___ Supplied data ___

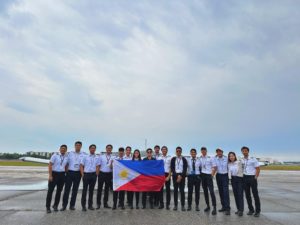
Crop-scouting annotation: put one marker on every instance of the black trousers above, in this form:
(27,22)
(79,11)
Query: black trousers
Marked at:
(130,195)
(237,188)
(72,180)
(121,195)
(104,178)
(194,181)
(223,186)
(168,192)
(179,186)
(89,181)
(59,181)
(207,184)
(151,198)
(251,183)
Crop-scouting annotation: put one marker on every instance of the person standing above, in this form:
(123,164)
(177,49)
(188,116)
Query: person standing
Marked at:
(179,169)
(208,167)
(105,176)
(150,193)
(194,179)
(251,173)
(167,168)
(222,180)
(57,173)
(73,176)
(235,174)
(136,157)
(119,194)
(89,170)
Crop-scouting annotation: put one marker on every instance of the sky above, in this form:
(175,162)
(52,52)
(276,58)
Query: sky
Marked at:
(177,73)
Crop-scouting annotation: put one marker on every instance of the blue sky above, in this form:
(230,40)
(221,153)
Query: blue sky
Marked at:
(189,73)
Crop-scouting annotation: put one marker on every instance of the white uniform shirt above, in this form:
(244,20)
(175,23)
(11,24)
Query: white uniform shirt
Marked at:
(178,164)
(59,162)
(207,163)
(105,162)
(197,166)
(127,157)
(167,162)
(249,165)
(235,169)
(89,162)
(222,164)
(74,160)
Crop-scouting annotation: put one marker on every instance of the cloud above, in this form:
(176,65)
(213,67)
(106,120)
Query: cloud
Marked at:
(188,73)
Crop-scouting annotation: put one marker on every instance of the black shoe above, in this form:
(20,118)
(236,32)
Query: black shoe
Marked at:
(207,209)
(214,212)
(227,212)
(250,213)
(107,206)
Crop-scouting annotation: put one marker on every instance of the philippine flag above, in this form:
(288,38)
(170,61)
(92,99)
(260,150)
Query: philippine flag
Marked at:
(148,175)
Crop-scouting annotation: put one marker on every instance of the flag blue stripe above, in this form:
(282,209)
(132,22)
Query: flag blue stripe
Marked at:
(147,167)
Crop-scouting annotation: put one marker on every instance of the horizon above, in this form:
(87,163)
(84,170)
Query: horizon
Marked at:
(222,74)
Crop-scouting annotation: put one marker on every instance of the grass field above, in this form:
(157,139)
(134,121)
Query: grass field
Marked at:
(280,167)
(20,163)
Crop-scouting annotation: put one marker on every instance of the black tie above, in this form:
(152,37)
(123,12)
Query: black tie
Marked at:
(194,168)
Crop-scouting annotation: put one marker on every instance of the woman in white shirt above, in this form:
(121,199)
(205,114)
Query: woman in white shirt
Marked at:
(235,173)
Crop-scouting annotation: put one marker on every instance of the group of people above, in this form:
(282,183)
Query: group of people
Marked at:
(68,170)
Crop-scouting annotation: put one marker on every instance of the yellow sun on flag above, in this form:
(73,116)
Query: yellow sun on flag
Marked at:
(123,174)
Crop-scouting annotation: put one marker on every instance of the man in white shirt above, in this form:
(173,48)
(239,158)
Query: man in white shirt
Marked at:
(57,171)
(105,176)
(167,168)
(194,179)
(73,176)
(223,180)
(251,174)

___
___ Supplied data ___

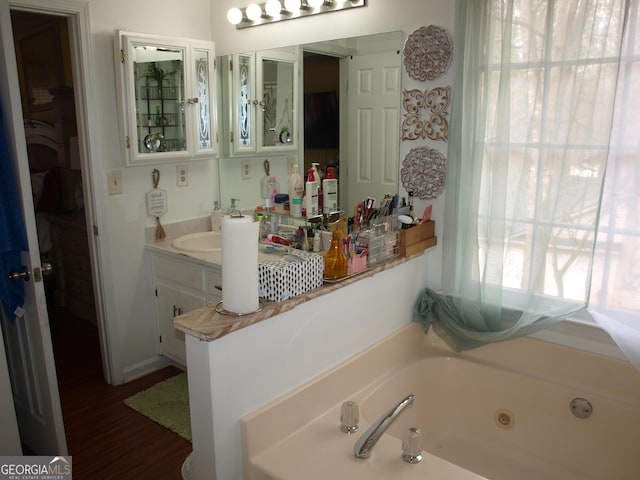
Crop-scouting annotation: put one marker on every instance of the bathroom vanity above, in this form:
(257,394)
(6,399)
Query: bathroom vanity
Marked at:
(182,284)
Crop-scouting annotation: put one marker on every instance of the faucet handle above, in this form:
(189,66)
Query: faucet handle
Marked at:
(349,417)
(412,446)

___

Find every line in the items above that contains the word "yellow" with matching case, and copy each such line in full.

Crop-scouting annotation: put one marker on every instance of the yellow sun on flag above, in this form:
Query: yellow sun on flag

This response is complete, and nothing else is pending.